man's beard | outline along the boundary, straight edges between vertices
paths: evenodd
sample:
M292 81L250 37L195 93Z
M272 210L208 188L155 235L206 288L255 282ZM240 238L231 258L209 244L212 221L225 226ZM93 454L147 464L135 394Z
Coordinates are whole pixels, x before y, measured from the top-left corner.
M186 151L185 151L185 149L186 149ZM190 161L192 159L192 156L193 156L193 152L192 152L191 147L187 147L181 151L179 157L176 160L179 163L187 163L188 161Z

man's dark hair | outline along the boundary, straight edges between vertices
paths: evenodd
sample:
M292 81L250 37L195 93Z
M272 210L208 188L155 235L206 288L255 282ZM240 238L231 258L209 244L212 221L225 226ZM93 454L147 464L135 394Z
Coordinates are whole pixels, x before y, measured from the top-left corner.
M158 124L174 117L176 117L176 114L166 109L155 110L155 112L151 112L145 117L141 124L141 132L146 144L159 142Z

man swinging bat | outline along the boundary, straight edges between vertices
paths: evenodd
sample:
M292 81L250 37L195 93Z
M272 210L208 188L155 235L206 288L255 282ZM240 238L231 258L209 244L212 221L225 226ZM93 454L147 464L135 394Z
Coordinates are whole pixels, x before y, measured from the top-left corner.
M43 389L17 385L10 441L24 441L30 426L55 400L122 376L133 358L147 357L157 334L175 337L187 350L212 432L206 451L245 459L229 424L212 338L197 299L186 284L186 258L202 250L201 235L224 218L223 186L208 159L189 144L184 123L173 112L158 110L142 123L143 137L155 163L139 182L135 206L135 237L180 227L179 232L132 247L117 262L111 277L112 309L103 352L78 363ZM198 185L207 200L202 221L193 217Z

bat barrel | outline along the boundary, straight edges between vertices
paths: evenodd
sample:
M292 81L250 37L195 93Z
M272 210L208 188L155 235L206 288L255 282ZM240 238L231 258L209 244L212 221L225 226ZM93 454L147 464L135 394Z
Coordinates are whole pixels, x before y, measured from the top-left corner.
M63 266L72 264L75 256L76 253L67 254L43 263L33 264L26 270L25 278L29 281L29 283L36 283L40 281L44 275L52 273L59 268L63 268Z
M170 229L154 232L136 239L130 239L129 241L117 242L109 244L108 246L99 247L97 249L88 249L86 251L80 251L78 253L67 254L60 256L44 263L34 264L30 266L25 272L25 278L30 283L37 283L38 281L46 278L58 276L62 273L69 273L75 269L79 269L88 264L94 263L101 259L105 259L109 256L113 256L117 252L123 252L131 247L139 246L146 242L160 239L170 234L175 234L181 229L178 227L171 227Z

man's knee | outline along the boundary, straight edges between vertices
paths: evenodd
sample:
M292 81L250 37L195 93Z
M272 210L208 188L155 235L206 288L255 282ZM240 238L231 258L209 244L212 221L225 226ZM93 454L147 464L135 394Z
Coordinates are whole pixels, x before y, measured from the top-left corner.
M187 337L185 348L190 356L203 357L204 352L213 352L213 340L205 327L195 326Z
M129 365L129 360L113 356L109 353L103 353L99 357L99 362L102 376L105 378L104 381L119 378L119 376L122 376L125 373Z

————————

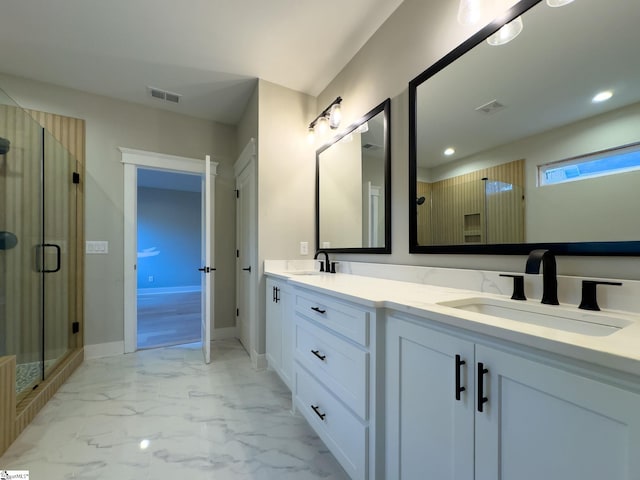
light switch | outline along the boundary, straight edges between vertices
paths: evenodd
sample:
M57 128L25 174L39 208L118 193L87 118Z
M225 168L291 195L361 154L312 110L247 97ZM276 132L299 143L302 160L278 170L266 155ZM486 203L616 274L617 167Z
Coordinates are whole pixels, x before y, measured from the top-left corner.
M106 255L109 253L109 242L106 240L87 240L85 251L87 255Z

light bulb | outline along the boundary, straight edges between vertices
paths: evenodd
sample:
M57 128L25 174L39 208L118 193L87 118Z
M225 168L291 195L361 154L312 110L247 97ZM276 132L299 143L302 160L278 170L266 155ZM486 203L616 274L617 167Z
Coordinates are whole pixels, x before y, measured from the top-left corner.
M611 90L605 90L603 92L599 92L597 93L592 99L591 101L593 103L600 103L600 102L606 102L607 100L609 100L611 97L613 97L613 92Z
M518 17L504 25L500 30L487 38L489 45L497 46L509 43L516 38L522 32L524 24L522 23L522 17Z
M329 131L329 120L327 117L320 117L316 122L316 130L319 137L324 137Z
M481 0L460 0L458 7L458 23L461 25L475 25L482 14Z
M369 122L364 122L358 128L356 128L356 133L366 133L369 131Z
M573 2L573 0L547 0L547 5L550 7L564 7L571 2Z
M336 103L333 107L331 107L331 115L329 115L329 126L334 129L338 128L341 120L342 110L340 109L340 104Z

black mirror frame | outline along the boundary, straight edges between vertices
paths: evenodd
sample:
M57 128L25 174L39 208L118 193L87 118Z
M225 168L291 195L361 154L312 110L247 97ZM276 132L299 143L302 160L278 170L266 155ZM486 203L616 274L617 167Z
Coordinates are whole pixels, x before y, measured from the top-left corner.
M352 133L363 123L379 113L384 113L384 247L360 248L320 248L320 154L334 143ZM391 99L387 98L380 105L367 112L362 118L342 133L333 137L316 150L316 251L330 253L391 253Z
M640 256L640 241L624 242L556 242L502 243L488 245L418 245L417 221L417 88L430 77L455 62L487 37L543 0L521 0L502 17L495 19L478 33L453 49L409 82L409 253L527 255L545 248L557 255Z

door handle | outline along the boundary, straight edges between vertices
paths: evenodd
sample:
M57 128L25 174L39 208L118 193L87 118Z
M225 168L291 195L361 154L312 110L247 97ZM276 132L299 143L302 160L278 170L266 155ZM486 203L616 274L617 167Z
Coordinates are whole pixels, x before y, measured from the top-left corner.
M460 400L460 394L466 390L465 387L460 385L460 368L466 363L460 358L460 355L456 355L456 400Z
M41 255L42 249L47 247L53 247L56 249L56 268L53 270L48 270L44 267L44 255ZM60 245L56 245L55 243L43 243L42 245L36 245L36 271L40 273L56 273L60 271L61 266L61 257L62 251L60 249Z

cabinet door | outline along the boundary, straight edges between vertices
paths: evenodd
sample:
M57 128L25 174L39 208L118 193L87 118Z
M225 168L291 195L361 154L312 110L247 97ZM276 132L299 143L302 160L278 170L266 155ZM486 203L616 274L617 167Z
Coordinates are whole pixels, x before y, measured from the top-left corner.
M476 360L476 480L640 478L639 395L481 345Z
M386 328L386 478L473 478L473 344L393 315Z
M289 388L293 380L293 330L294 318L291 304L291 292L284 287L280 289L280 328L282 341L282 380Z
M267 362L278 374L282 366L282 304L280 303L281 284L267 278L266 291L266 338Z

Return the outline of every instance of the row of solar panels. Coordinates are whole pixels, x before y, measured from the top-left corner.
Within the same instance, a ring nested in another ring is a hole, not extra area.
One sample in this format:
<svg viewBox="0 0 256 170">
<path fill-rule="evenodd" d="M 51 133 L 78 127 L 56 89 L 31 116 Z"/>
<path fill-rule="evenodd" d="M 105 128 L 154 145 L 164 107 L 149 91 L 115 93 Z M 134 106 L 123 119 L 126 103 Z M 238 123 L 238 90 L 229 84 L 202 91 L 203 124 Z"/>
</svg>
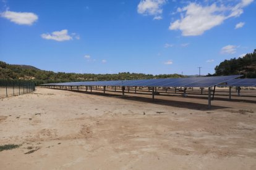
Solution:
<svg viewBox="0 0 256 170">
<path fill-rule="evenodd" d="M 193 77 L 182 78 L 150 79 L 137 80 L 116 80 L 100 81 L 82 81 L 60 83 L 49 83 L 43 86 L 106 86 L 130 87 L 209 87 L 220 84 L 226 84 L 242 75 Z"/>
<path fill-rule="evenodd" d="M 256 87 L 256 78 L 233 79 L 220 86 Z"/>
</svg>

————————

TAREA:
Sustituya "dark" por "black" y reproduzca únicamente las líneas que van desde la que contiene "man's dark hair" hasta la que contiene "M158 124L174 117L176", ambas incluidas, sin ningún otro cambio.

RESPUESTA:
man's black hair | outline along the boundary, straight edges between vertices
paths: evenodd
sample:
M292 81L250 37L195 93Z
M272 210L208 188L155 235L206 288L255 282ZM240 238L231 258L209 244L212 221L225 226ZM93 454L147 464L135 394Z
Coordinates are whole pixels, x before y, measured from the top-left corner.
M158 124L174 117L176 117L176 114L166 109L155 110L155 112L151 112L145 117L141 124L141 132L146 144L159 142Z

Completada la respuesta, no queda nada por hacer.